*** Record set

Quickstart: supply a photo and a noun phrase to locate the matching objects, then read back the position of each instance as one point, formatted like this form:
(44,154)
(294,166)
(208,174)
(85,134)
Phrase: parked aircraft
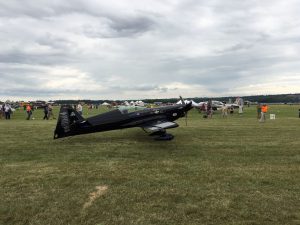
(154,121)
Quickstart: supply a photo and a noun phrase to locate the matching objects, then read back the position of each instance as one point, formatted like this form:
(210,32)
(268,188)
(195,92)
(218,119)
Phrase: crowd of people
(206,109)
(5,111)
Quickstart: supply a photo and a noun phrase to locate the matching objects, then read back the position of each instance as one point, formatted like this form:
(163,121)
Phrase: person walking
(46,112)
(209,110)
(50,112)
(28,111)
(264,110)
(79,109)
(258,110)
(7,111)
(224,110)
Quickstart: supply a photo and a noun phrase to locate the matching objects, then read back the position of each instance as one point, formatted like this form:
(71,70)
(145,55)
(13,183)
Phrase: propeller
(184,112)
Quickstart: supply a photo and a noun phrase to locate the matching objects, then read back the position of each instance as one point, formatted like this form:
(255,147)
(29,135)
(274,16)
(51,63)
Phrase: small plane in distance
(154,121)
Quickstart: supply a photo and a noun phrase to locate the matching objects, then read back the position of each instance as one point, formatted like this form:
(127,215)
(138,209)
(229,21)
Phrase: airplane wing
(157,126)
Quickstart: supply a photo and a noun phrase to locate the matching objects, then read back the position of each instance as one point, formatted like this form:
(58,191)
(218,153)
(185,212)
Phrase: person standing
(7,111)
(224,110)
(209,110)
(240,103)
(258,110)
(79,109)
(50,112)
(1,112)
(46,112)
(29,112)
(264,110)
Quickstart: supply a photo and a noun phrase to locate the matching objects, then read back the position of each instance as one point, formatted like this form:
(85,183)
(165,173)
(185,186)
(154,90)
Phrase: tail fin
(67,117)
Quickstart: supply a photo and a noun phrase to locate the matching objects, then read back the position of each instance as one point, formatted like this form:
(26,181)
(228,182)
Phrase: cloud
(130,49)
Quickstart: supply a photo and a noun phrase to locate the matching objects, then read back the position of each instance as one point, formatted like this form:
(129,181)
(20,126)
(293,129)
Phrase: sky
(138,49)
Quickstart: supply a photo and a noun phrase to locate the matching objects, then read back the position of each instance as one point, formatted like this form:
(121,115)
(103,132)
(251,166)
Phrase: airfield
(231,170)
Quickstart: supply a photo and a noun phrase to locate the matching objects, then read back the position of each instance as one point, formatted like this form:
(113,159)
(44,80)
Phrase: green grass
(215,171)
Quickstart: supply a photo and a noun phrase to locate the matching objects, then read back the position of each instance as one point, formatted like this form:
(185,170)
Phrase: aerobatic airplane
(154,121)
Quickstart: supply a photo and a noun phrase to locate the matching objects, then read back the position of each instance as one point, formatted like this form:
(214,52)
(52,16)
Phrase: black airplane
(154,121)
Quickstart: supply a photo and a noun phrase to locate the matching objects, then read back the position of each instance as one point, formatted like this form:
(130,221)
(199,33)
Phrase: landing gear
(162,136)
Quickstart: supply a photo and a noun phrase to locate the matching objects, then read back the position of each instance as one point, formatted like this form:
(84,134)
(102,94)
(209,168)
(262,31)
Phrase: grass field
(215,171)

******
*** Record set

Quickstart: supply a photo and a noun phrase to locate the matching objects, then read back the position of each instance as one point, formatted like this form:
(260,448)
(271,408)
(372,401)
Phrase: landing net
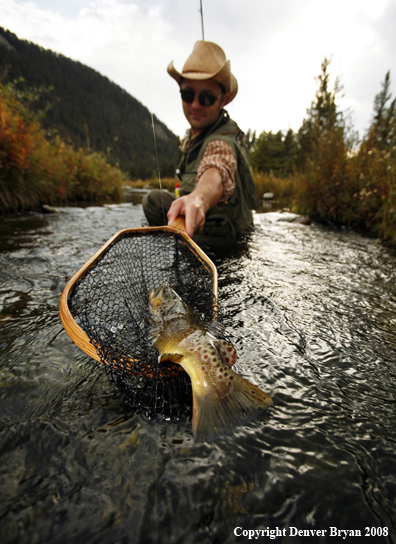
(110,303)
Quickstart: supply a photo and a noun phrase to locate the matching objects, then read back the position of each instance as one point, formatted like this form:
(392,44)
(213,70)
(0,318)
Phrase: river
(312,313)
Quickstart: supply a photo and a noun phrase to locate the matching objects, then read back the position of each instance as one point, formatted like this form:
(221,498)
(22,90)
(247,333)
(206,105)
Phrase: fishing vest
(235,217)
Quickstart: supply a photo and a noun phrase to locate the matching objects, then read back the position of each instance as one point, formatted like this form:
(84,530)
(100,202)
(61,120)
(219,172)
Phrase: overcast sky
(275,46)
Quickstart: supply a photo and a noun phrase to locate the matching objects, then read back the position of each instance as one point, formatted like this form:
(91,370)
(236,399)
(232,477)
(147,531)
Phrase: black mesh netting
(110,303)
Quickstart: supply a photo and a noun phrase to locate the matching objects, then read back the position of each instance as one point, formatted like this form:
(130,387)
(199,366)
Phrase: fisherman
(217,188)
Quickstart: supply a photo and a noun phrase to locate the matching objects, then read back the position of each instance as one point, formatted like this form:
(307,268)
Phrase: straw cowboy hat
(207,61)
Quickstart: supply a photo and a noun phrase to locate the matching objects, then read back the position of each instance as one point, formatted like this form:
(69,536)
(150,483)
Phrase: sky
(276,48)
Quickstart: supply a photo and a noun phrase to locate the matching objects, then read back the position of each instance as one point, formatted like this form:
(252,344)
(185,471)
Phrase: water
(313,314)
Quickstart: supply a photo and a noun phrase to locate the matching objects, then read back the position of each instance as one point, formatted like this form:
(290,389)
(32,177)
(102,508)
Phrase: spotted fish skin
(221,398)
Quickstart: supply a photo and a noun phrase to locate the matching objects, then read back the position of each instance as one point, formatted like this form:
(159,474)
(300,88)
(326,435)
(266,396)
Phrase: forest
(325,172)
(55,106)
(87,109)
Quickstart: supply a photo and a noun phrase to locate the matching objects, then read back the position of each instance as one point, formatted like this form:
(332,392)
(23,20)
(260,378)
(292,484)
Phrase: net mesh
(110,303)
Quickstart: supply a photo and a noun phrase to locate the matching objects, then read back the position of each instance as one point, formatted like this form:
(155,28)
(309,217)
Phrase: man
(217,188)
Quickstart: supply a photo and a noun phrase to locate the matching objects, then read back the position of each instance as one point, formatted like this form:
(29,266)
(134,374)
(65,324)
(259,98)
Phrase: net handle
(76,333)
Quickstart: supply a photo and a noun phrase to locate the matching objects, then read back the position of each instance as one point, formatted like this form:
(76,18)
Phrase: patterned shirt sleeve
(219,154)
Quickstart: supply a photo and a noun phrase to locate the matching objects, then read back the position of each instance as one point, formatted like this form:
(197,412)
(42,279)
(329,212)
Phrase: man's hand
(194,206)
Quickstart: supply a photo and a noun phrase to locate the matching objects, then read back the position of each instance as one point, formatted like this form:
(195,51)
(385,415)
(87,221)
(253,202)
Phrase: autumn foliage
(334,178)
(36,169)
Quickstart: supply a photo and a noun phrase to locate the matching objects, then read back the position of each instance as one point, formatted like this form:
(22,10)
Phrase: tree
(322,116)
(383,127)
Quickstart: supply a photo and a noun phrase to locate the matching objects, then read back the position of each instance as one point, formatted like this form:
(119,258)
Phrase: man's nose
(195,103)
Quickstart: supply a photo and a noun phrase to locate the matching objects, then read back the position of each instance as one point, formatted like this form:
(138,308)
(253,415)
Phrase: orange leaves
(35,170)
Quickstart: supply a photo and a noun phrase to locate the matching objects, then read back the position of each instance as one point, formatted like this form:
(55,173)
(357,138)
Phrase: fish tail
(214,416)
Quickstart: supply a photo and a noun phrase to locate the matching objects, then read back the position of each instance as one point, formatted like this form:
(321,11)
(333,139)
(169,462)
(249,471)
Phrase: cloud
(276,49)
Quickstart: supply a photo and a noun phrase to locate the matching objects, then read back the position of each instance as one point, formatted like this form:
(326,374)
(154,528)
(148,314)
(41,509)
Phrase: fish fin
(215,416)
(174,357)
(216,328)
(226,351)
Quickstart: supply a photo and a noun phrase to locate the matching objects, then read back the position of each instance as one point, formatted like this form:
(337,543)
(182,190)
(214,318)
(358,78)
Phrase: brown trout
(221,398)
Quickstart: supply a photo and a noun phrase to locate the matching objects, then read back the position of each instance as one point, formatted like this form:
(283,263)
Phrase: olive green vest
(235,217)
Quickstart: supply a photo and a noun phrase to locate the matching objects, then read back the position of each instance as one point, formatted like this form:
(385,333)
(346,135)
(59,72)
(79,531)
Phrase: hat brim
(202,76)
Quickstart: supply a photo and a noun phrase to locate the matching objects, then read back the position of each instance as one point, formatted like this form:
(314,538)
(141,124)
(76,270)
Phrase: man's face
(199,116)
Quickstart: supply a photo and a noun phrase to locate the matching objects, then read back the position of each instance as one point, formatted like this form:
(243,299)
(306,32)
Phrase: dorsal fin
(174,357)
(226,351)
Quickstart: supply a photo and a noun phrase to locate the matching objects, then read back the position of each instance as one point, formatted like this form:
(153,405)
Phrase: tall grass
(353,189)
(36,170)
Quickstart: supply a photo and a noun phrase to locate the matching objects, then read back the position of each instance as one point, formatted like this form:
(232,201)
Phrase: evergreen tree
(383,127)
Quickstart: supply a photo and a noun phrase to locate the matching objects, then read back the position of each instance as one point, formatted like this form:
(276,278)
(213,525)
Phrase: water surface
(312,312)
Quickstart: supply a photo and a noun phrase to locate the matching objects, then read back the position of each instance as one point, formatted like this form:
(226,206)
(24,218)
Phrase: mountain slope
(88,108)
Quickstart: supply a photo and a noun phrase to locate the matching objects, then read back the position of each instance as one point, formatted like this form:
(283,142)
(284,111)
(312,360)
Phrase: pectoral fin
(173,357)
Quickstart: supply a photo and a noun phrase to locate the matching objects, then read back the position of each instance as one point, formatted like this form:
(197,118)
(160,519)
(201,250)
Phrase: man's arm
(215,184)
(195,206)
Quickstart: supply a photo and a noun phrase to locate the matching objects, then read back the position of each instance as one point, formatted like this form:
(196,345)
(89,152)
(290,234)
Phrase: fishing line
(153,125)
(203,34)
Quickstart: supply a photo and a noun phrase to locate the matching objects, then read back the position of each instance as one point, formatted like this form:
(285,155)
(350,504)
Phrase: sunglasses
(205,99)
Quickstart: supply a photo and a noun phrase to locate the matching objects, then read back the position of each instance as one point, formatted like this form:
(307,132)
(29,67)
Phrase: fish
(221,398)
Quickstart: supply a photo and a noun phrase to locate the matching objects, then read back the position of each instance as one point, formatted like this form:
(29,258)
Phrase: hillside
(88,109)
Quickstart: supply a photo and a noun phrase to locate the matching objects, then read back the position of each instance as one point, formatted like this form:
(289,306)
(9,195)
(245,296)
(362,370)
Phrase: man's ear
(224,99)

******

#### [What you have to do]
Across both blocks above, how many lines contain the string "mesh"? Reply with the number alone.

#### [Result below]
2